*** Block opens ***

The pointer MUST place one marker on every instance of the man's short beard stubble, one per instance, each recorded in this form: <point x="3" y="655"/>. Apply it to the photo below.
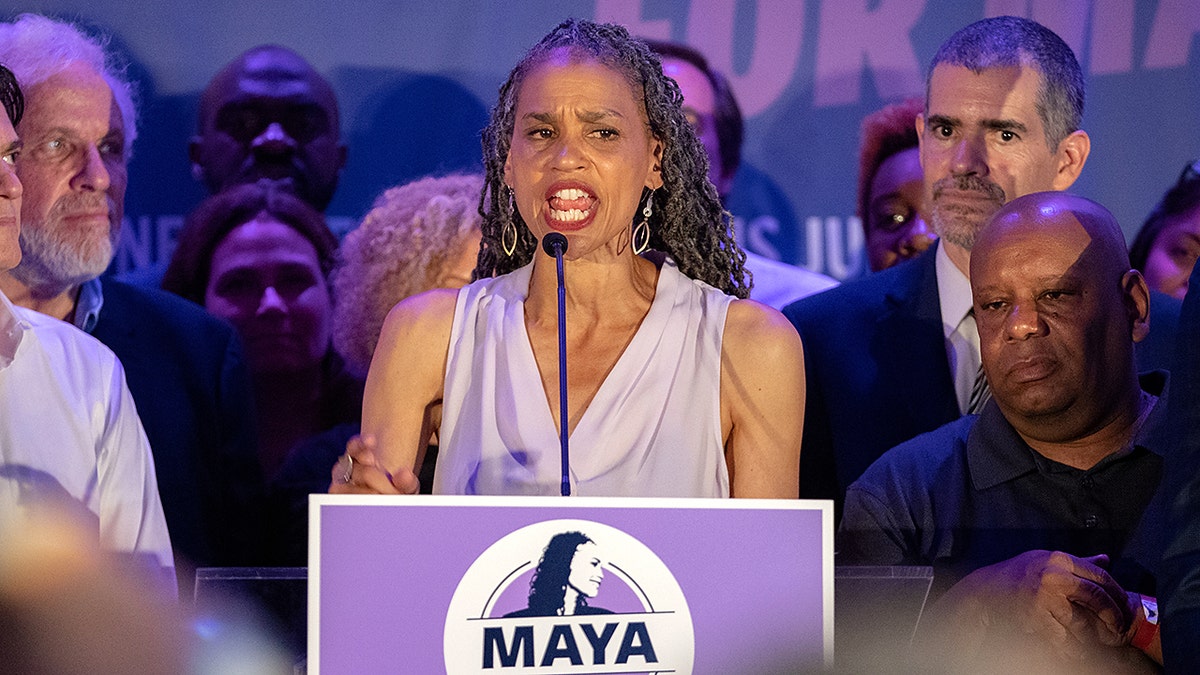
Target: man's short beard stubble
<point x="959" y="223"/>
<point x="55" y="256"/>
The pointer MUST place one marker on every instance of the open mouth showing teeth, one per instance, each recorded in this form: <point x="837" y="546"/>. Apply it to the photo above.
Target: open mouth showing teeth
<point x="570" y="204"/>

*** Block closes ***

● **TASK**: The preceding entries should be duplicated word for word; no picture belongs in the copy.

● **SOLVED EXERCISE**:
The pointer MUST place one marker on every instance of the man's short beard stubble, one per instance, each recorded in this form: <point x="3" y="655"/>. Apply it to the photo below.
Target: man's short beard stubble
<point x="959" y="223"/>
<point x="55" y="256"/>
The pointer MUST place one marker on every instance of the open mouth showing teeth, one per instance, each recorded in this form: <point x="837" y="546"/>. Apply it to the photo above.
Target: open mouth showing teeth
<point x="570" y="204"/>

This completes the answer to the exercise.